In the survival analysis text, reproduce the passage starting at "An obvious and" and ending at "approach has limitations.", replacing "employees" with "staff members".

[Extract provided]
# # # # # # #
# 9 Survival Analysis for Modeling Singular Events Over Time

In previous chapters, the outcomes we have been modeling have or have not occurred at a particular point in time following when the input variables were measured. For example, in Chapter 4 input variables were measured in the first three years of an education program and the outcome was measured at the end of the fourth year. In many situations, the outcome we are interested in is a singular event that can occur at any time following when the input variables were measured, can occur at a different time for different individuals, and once it has occurred it cannot reoccur or repeat. In medical studies, death can occur or the onset of a disease can be diagnosed at any time during the study period. In employment contexts, an attrition event can occur at various times throughout the year.

An obvious and simple way to deal with this would be to simply agree to look at a specific point in time and measure whether or not the event had occurred at that point, for example, ‘How many employees had left at the three-year point?’ Such an approach allows us to use standard generic regression models like those studied in previous chapters. But this approach has limitations.

Firstly, we are only able to infer conclusions about the likelihood of the event having occurred as at the end of the period of study. We cannot make inferences about the likelihood of the event throughout the period of study. Being able to say that attrition is twice as likely for certain types of individuals *at any time throughout the three years* is more powerful than merely saying that attrition is twice as likely at the three-year point.

Secondly, our sample size is constrained by the state of our data at the end of the period of study. Therefore if we lose track of an individual after two years and six months, that observation needs to be dropped from our data set if we are focused only on the three-year point. Wherever possible, loss of data is something a statistician will want to avoid as it affects the accuracy and statistical power of inferences, and also means research effort was wasted.
# # # # # # #
[Records]

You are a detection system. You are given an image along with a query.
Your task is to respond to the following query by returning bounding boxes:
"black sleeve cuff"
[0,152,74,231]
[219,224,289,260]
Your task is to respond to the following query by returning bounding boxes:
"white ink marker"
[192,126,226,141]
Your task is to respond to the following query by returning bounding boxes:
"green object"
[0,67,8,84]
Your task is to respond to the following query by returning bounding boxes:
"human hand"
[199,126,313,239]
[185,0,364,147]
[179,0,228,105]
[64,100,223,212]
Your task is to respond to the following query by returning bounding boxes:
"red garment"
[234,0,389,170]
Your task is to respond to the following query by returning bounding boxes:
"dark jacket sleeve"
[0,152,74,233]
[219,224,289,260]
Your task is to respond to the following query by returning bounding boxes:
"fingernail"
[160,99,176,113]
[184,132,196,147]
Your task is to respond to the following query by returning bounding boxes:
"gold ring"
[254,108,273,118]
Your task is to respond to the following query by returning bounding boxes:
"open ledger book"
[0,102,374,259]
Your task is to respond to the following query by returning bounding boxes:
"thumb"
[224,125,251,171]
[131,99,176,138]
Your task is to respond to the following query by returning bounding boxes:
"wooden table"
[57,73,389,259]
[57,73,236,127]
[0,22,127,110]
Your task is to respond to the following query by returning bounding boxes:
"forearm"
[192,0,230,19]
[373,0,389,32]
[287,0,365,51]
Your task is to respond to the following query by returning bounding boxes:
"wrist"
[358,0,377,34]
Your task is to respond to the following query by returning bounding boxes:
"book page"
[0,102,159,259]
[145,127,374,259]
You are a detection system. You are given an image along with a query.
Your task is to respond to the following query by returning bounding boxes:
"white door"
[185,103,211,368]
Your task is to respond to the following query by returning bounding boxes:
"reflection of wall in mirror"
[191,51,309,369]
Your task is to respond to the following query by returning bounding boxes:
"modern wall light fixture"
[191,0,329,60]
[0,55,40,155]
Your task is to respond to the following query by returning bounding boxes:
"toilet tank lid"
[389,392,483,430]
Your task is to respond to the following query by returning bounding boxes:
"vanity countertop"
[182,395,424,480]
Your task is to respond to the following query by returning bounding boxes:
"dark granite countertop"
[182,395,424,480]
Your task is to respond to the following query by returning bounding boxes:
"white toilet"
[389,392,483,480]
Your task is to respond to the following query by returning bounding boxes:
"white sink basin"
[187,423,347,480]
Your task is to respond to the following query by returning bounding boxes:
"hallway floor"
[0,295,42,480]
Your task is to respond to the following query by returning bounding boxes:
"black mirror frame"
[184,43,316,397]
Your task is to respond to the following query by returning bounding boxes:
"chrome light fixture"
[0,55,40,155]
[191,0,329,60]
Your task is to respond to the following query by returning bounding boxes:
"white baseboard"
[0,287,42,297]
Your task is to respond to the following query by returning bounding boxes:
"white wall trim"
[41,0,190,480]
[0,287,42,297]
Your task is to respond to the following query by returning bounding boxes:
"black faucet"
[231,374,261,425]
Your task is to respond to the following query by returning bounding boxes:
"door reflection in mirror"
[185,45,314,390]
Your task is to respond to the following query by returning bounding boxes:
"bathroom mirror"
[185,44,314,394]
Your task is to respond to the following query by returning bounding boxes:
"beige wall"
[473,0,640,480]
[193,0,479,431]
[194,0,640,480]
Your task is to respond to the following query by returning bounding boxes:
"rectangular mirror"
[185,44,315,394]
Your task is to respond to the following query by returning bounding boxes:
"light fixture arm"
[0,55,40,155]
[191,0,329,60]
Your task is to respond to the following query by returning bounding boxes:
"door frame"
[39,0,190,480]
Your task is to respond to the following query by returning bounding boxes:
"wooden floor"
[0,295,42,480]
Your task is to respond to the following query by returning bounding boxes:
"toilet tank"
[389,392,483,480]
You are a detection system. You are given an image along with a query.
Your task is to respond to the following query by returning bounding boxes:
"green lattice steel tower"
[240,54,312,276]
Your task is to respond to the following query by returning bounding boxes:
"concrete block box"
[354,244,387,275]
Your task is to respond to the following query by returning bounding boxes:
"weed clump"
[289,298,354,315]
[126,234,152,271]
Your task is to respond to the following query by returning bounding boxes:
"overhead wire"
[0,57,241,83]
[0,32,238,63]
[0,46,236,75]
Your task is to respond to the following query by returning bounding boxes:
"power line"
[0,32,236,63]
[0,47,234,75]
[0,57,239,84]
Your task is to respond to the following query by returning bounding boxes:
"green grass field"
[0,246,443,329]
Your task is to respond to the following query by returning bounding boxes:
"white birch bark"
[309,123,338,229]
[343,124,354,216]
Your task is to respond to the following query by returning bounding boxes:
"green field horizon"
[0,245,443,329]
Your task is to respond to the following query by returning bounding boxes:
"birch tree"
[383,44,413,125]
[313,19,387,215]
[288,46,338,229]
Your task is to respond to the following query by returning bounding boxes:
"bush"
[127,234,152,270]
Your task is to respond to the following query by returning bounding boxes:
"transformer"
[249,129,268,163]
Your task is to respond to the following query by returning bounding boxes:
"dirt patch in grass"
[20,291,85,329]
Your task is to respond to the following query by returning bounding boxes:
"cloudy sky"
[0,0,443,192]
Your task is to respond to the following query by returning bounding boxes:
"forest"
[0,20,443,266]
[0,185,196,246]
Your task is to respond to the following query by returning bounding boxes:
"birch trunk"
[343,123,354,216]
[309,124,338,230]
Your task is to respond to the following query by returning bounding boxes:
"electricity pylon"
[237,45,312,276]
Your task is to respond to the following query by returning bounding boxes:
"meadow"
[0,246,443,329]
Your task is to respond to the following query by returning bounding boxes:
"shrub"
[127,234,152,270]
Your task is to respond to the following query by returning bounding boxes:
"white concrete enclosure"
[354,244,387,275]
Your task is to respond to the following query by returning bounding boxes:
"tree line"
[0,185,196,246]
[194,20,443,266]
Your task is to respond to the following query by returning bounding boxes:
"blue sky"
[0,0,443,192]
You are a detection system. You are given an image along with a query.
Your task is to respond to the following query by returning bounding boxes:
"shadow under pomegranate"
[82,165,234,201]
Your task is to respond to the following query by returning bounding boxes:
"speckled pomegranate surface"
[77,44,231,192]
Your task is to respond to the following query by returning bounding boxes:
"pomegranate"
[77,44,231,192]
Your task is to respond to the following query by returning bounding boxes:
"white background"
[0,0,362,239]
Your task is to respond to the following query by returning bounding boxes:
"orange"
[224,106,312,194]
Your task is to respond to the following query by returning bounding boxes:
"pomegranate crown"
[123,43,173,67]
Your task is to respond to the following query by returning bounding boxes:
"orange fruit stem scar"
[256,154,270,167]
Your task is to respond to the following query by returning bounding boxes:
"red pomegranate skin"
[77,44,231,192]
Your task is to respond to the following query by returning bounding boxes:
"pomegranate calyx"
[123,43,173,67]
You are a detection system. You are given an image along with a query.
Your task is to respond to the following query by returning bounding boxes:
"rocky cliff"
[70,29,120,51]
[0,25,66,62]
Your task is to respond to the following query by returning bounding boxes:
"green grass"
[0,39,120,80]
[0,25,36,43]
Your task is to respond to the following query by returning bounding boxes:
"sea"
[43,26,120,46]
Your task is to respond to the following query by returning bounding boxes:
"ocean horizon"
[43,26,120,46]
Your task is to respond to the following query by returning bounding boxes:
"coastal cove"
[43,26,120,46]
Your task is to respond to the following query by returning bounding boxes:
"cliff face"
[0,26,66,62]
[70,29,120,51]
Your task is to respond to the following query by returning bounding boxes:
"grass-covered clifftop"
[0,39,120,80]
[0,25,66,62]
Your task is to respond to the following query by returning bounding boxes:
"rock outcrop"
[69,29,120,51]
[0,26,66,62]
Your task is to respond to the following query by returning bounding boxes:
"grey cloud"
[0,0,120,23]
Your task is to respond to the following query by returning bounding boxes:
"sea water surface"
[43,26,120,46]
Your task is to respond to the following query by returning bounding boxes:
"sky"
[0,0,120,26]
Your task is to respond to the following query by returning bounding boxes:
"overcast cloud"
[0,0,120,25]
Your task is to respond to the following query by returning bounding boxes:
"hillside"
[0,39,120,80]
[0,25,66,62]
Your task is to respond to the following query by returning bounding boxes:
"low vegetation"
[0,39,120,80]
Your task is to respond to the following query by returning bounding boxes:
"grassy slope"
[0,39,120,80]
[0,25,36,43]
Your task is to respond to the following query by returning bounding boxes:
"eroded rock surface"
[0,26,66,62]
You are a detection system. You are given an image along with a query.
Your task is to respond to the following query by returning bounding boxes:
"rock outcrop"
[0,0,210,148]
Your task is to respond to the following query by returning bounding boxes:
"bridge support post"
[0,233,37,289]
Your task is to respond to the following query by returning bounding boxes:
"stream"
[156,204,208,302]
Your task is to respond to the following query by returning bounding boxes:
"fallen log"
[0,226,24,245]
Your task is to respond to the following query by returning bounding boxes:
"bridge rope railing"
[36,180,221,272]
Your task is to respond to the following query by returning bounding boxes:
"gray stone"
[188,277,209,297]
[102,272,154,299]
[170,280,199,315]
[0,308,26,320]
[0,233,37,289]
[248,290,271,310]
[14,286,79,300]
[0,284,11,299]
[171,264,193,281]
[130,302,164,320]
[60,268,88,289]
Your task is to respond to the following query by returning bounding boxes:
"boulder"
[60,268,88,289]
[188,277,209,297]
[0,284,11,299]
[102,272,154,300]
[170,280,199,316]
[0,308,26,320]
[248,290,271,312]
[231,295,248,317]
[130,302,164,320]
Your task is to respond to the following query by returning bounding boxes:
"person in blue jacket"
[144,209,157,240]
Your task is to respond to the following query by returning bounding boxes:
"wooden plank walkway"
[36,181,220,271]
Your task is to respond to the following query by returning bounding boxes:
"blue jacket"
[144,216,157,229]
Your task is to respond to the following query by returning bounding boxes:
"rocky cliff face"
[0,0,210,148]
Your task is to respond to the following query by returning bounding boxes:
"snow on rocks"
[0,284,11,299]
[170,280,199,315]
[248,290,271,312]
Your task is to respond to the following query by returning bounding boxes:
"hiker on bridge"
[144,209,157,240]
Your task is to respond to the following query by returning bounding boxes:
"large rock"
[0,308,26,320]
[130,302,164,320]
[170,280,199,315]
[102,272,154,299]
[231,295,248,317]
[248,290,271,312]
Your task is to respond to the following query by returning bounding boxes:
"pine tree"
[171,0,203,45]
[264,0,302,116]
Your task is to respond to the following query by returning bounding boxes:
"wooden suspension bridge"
# # # # # # #
[Result]
An obvious and simple way to deal with this would be to simply agree to look at a specific point in time and measure whether or not the event had occurred at that point, for example, ‘How many staff members had left at the three-year point?’ Such an approach allows us to use standard generic regression models like those studied in previous chapters. But this approach has limitations.